**Kutipan Halaman**

◆ ◆ ◆ ◆

Ghibah (Mengumpat)


 Ghibah (Mengumpat)

Keenam: Kita dilarang ghibah (mengumpat). Seperti firman Allah:
"Dan jangan sebagian kamu mengumpat sebagiannya." (al-Hujurat: 12)
Rasulullah s.a.w. berkehendak akan mempertajam pengertian ayat tersebut kepada sahabat-sahabatnya yang dimulai dengan cara tanya-jawab, sebagaimana tersebut di bawah ini:
"Bertanyalah Nabi kepada mereka: Tahukah kamu apakah yang disebut ghibah itu? Mereka menjawab: Allah dan RasulNya yang lebih tahu. Maka jawab Nabi, yaitu: Kamu membicarakan saudaramu tentang sesuatu yang ia tidak menyukainya. Kemudian Nabi ditanya: Bagaimana jika pada saudaraku itu terdapat apa yang saya katakan tadi? Rasulullah s.a.w. menjawab: Jika padanya terdapat apa yang kamu bicarakan itu, maka berarti kamu mengumpat dia, dan jika tidak seperti apa yang kamu bicarakan itu, maka berarti kamu telah menuduh dia." (Riwayat Muslim, Abu Daud, Tarmizi dan Nasa'i)
Manusia tidak suka kalau bentuknya, perangainya, nasabnya dan ciri-cirinya itu dibicarakan. Seperti tersebut dalam hadis berikut ini:
"Dari Aisyah ia berkata: saya pernah berkata kepada Nabi: kiranya engkau cukup (puas) dengan Shafiyah begini dan begini, yakni dia itu pendek, maka jawab Nabi: Sungguh engkau telah berkata suatu perkataan yang andaikata engkau campur dengan air laut niscaya akan bercampur." (Riwayat Abu Daud, Tarmizi dan Baihaqi)
Ghibah adalah keinginan untuk menghancurkan orang, suatu keinginan untuk menodai harga diri, kemuliaan dan kehormatan orang lain, sedang mereka itu tidak ada di hadapannya. Ini menunjukkan kelicikannya, sebab sama dengan menusuk dari belakang. Sikap semacam ini salah satu bentuk daripada penghancuran. Sebab pengumpatan ini berarti melawan orang yang tidak berdaya.

◆ ◆ ◆ ◆

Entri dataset
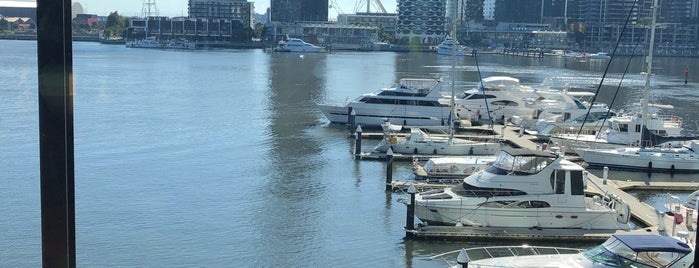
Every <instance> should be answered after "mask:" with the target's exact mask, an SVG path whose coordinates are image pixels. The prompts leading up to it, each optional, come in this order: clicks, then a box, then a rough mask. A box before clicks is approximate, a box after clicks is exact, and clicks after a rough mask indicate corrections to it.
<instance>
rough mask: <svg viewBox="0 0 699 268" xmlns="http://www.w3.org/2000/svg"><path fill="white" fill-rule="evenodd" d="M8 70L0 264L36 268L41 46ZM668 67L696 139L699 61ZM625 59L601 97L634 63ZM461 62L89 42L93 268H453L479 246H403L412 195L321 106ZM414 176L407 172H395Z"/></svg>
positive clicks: (669, 103) (517, 66) (88, 51)
mask: <svg viewBox="0 0 699 268" xmlns="http://www.w3.org/2000/svg"><path fill="white" fill-rule="evenodd" d="M625 59H628V58H625ZM478 60H479V68H476V67H475V65H474V60H473V59H472V58H468V59H464V58H462V59H458V62H457V80H458V81H462V82H460V83H464V84H469V85H475V84H476V81H478V77H479V75H478V72H477V71H478V69H480V72H481V76H482V77H486V76H491V75H512V76H515V77H517V78H520V79H521V80H522V82H523V83H528V84H539V83H547V84H551V85H553V86H554V87H563V86H564V85H566V84H567V85H569V86H571V87H573V88H579V89H584V90H588V91H593V90H595V89H596V88H597V86H598V85H599V83H600V81H601V77H602V72H603V71H604V69H605V68H606V64H604V63H603V62H595V61H589V62H587V63H578V62H572V61H570V62H566V61H564V60H563V59H561V58H553V57H551V58H545V59H543V60H538V59H528V58H517V57H506V56H498V55H483V56H480V57H479V59H478ZM632 60H633V64H632V66H631V70H630V72H629V73H630V74H629V75H627V76H626V78H624V86H623V88H622V90H621V96H620V97H619V99H618V101H617V104H615V107H622V108H623V107H625V106H626V105H629V104H630V103H633V102H635V101H637V99H638V98H639V97H640V96H641V95H642V87H643V77H641V76H640V75H639V73H640V72H641V71H643V64H642V60H641V59H640V58H637V59H632ZM0 64H1V65H2V66H3V68H0V100H2V102H1V104H0V169H1V170H2V172H0V181H2V183H0V203H1V204H3V205H2V206H0V215H2V216H1V217H0V260H1V261H0V262H1V263H2V264H1V265H0V266H7V267H36V266H39V265H40V262H41V239H40V218H39V217H40V206H39V204H40V202H39V201H40V200H39V163H38V151H39V147H38V117H37V114H38V112H37V67H36V43H35V42H30V41H4V40H0ZM655 65H656V66H658V68H657V70H654V72H655V73H657V74H658V75H657V77H656V79H655V80H654V82H653V83H654V86H655V87H656V88H657V90H656V92H655V94H654V95H653V100H654V101H655V102H660V103H669V104H673V105H675V106H676V107H677V108H676V109H675V110H673V111H672V112H671V113H672V114H674V115H679V116H682V117H684V118H685V122H687V128H689V129H690V130H691V131H695V132H696V131H697V129H698V127H697V120H696V118H699V110H698V109H695V107H696V105H695V103H696V102H697V101H698V100H699V92H697V82H699V76H697V75H695V74H694V72H693V70H696V72H697V73H699V64H698V63H697V59H683V58H673V59H657V62H656V63H655ZM611 67H612V68H611V69H612V72H611V73H610V74H608V76H607V78H606V79H605V81H606V82H605V84H604V85H603V87H602V93H601V94H600V98H601V99H602V100H608V99H609V98H610V96H611V95H612V94H613V92H612V91H613V90H614V89H616V87H617V84H618V83H619V81H620V79H621V72H622V71H623V69H624V67H625V63H621V62H619V63H616V62H615V63H614V64H613V65H612V66H611ZM685 67H689V69H690V83H689V85H687V86H685V85H684V68H685ZM450 68H451V58H450V57H444V56H438V55H434V54H427V53H415V54H412V53H388V52H387V53H357V52H337V53H333V54H318V55H304V56H303V57H301V56H299V55H298V54H267V53H264V52H262V51H261V50H209V51H162V50H147V49H127V48H124V47H122V46H108V45H100V44H96V43H75V45H74V82H75V84H74V92H75V97H74V100H75V158H76V159H75V169H76V171H75V176H76V178H75V181H76V236H77V260H78V266H81V267H107V266H109V267H111V266H118V267H192V266H205V267H230V266H240V267H274V266H288V267H309V266H320V265H324V266H336V267H358V266H367V267H443V266H444V263H443V262H441V261H434V260H429V257H430V256H432V255H435V254H437V253H441V252H444V251H449V250H453V249H457V248H460V247H463V246H472V245H475V244H469V243H464V242H443V241H404V240H403V236H404V233H403V232H402V226H403V225H404V224H405V206H404V205H403V204H400V203H398V202H397V200H398V198H400V197H401V196H402V195H401V194H387V193H385V192H384V185H383V182H384V174H385V171H384V165H383V164H382V163H380V162H373V161H355V160H353V158H352V156H351V151H352V145H353V142H352V141H351V140H349V139H347V131H346V129H345V128H344V127H342V126H335V125H329V124H327V122H326V121H325V119H324V118H323V116H322V114H320V112H319V111H318V110H317V109H316V107H315V102H314V101H318V100H326V99H327V100H342V99H345V98H354V97H356V96H357V95H359V94H361V93H365V92H369V91H374V90H375V89H377V88H379V87H383V86H388V85H390V84H391V83H393V82H394V81H397V80H398V79H399V78H402V77H406V76H412V77H415V76H420V77H442V78H445V79H449V76H450V75H451V69H450ZM617 105H619V106H617ZM365 146H371V141H369V144H366V143H365ZM409 171H410V169H409V167H408V166H407V164H400V165H399V166H398V167H397V170H396V171H395V172H394V174H395V175H394V177H395V178H396V179H408V178H409V176H410V175H409ZM593 172H596V171H593ZM600 173H601V172H600ZM611 176H612V177H613V178H623V179H633V180H648V179H654V180H655V179H663V180H679V181H687V180H688V181H693V180H694V176H692V175H676V176H674V177H670V176H668V175H664V174H654V175H653V176H652V177H651V178H648V177H647V176H646V175H645V174H636V173H619V172H617V173H615V172H612V173H611ZM642 195H643V194H642ZM650 196H651V197H650V198H653V196H652V195H650ZM518 243H519V242H518ZM505 244H510V243H506V242H505ZM567 245H569V244H567Z"/></svg>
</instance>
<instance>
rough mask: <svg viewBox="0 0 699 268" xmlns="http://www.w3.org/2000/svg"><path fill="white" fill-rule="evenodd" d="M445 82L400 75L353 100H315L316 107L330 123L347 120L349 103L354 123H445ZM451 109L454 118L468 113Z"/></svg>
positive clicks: (445, 107)
mask: <svg viewBox="0 0 699 268" xmlns="http://www.w3.org/2000/svg"><path fill="white" fill-rule="evenodd" d="M448 85H449V84H448V83H445V82H442V81H440V80H437V79H422V78H403V79H400V81H399V82H398V84H397V85H395V86H393V87H389V88H382V89H380V90H378V91H376V92H373V93H368V94H363V95H362V96H359V97H358V98H356V99H354V100H347V101H343V102H334V103H333V102H326V103H319V104H318V108H319V109H320V111H321V112H322V113H323V115H325V117H326V118H328V120H330V122H333V123H343V124H346V123H348V118H349V116H348V113H349V108H350V107H351V108H352V111H353V113H354V114H355V123H356V124H361V125H362V126H369V127H380V126H381V124H382V123H383V122H384V119H388V121H389V122H390V123H391V124H393V125H404V126H405V125H410V126H446V125H447V124H449V121H448V120H449V116H450V114H451V112H452V108H451V107H450V103H449V102H450V100H449V98H448V97H446V96H445V95H444V94H443V93H442V89H443V88H444V87H447V86H448ZM454 110H455V111H456V117H455V118H459V119H470V117H471V116H470V114H469V113H468V111H467V110H466V109H462V107H458V106H457V107H456V109H454Z"/></svg>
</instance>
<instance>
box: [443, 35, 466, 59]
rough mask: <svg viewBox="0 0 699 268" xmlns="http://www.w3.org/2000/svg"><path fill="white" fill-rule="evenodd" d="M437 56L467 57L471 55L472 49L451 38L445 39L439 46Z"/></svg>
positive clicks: (447, 36)
mask: <svg viewBox="0 0 699 268" xmlns="http://www.w3.org/2000/svg"><path fill="white" fill-rule="evenodd" d="M437 54H440V55H452V54H455V56H466V55H470V54H471V49H469V48H467V47H464V46H462V45H460V44H459V41H457V40H454V38H452V37H451V36H447V37H446V38H444V41H442V43H440V44H439V45H438V46H437Z"/></svg>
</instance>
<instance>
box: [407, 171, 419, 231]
mask: <svg viewBox="0 0 699 268" xmlns="http://www.w3.org/2000/svg"><path fill="white" fill-rule="evenodd" d="M416 193H417V190H416V189H415V185H413V184H410V186H409V187H408V194H410V203H409V204H408V213H407V215H406V218H405V237H406V238H413V237H414V236H415V234H414V233H413V232H412V231H413V230H415V194H416Z"/></svg>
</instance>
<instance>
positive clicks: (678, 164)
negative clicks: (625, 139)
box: [574, 0, 699, 173]
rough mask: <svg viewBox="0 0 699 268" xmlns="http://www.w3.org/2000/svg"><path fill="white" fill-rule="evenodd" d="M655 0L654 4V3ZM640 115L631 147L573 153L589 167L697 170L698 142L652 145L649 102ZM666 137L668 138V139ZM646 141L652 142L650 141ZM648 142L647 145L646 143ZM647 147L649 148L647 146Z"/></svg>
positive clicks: (650, 73)
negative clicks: (635, 142) (638, 120)
mask: <svg viewBox="0 0 699 268" xmlns="http://www.w3.org/2000/svg"><path fill="white" fill-rule="evenodd" d="M655 2H657V0H656V1H654V4H653V5H654V6H656V5H657V3H655ZM656 13H657V8H653V17H652V20H651V32H650V37H649V40H650V42H649V43H650V44H649V47H648V51H649V52H650V53H649V55H648V61H647V63H648V64H647V68H648V69H647V70H648V71H647V72H646V83H645V94H646V96H645V98H644V99H645V100H648V99H650V98H649V96H650V79H651V71H652V65H653V64H652V63H653V53H652V52H653V45H654V42H655V25H656ZM641 103H642V105H643V107H642V115H644V116H643V117H642V118H641V125H640V129H641V139H640V142H639V143H638V144H635V145H634V146H625V147H619V148H615V149H597V148H574V149H575V152H576V153H577V154H578V155H579V156H580V157H581V158H582V159H583V160H584V161H585V162H587V163H588V164H589V165H591V166H607V167H612V168H617V169H630V170H646V171H648V172H652V171H656V170H660V171H670V172H671V173H674V172H699V153H697V152H698V151H697V150H699V144H697V142H699V141H693V142H691V143H690V145H689V146H683V147H679V148H676V147H672V146H654V145H655V143H654V142H652V140H653V139H655V138H656V137H655V136H654V135H651V133H649V131H648V128H647V127H646V125H648V120H647V119H648V117H647V116H646V115H648V114H649V112H648V103H647V102H645V101H643V102H641ZM668 139H669V138H668ZM649 140H650V141H651V142H649ZM647 143H650V144H647ZM647 146H648V147H647Z"/></svg>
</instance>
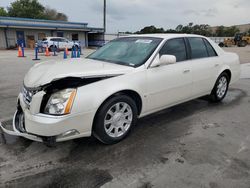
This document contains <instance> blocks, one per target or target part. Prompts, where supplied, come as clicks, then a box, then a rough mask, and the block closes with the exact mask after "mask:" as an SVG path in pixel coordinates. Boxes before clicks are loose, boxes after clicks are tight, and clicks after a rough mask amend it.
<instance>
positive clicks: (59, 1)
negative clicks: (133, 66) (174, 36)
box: [0, 0, 250, 33]
mask: <svg viewBox="0 0 250 188" xmlns="http://www.w3.org/2000/svg"><path fill="white" fill-rule="evenodd" d="M13 1H14V0H0V7H5V8H6V7H7V6H9V5H10V3H11V2H13ZM106 1H107V33H117V32H118V31H119V32H125V31H131V32H135V31H138V30H140V29H142V28H143V27H145V26H149V25H155V26H156V27H163V28H164V29H170V28H172V29H174V28H176V26H177V25H179V24H182V25H187V24H188V23H190V22H193V23H194V24H209V25H211V26H217V25H225V26H231V25H237V24H246V23H250V0H106ZM39 2H40V3H41V4H43V5H44V6H49V7H50V8H55V9H57V10H58V11H59V12H63V13H65V14H66V15H67V16H68V18H69V21H76V22H87V23H89V26H91V27H102V26H103V0H39Z"/></svg>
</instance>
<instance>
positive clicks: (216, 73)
mask: <svg viewBox="0 0 250 188" xmlns="http://www.w3.org/2000/svg"><path fill="white" fill-rule="evenodd" d="M187 41H188V44H189V47H190V48H189V50H190V56H191V60H190V64H191V66H192V76H193V86H192V93H193V96H201V95H203V94H204V95H205V94H208V93H209V92H211V90H212V88H213V86H214V84H215V80H216V75H217V72H218V68H219V65H220V64H219V63H220V62H219V58H218V56H217V54H216V52H215V51H214V49H213V47H212V46H211V45H210V43H209V42H208V41H207V40H206V39H204V38H201V37H188V38H187Z"/></svg>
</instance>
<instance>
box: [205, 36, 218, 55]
mask: <svg viewBox="0 0 250 188" xmlns="http://www.w3.org/2000/svg"><path fill="white" fill-rule="evenodd" d="M203 41H204V42H205V44H206V47H207V53H208V55H209V57H214V56H217V53H216V52H215V50H214V48H213V47H212V45H211V44H210V43H209V42H208V41H207V40H206V39H203Z"/></svg>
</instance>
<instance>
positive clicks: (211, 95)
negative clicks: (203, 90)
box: [210, 73, 229, 102]
mask: <svg viewBox="0 0 250 188" xmlns="http://www.w3.org/2000/svg"><path fill="white" fill-rule="evenodd" d="M228 85H229V77H228V75H227V74H226V73H222V74H221V75H220V76H219V78H218V79H217V81H216V83H215V86H214V88H213V90H212V92H211V94H210V98H211V100H212V102H220V101H222V100H223V99H224V98H225V96H226V94H227V91H228Z"/></svg>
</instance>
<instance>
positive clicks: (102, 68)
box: [24, 59, 134, 88]
mask: <svg viewBox="0 0 250 188" xmlns="http://www.w3.org/2000/svg"><path fill="white" fill-rule="evenodd" d="M133 69H134V68H133V67H128V66H123V65H118V64H113V63H107V62H101V61H96V60H92V59H67V60H62V61H46V62H43V63H39V64H36V65H34V66H33V67H32V68H31V69H30V70H29V72H28V73H27V74H26V75H25V77H24V85H25V86H26V87H29V88H34V87H39V86H42V85H44V84H47V83H50V82H51V81H53V80H57V79H60V78H65V77H100V76H111V75H119V74H125V73H127V72H130V71H132V70H133Z"/></svg>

◆ ◆ ◆ ◆

**Tugas yang Diminta**
A – Ulangi kata demi kata bagian teks tentang ghibah dari "Manusia tidak suka" sampai "Tarmizi dan Baihaqi)".
B – Susun baris-baris entri, mulai dari awal entri sampai baris yang memuat "positive clicks: (669, 103)", sebagai daftar JSON berisi string dengan satu string untuk setiap baris dan tanpa baris kosong. Jangan sertakan gambar dalam jawaban.

**Jawaban per Tugas**
A –
Manusia tidak suka kalau bentuknya, perangainya, nasabnya dan ciri-cirinya itu dibicarakan. Seperti tersebut dalam hadis berikut ini:
"Dari Aisyah ia berkata: saya pernah berkata kepada Nabi: kiranya engkau cukup (puas) dengan Shafiyah begini dan begini, yakni dia itu pendek, maka jawab Nabi: Sungguh engkau telah berkata suatu perkataan yang andaikata engkau campur dengan air laut niscaya akan bercampur." (Riwayat Abu Daud, Tarmizi dan Baihaqi)

B –
[
  "Every <instance> should be answered after \"mask:\" with the target's exact mask, an SVG path whose coordinates are image pixels. The prompts leading up to it, each optional, come in this order: clicks, then a box, then a rough mask. A box before clicks is approximate, a box after clicks is exact, and clicks after a rough mask indicate corrections to it.",
  "<instance>",
  "rough mask: <svg viewBox=\"0 0 699 268\" xmlns=\"http://www.w3.org/2000/svg\"><path fill=\"white\" fill-rule=\"evenodd\" d=\"M8 70L0 264L36 268L41 46ZM668 67L696 139L699 61ZM625 59L601 97L634 63ZM461 62L89 42L93 268H453L479 246H403L412 195L321 106ZM414 176L407 172H395Z\"/></svg>",
  "positive clicks: (669, 103) (517, 66) (88, 51)"
]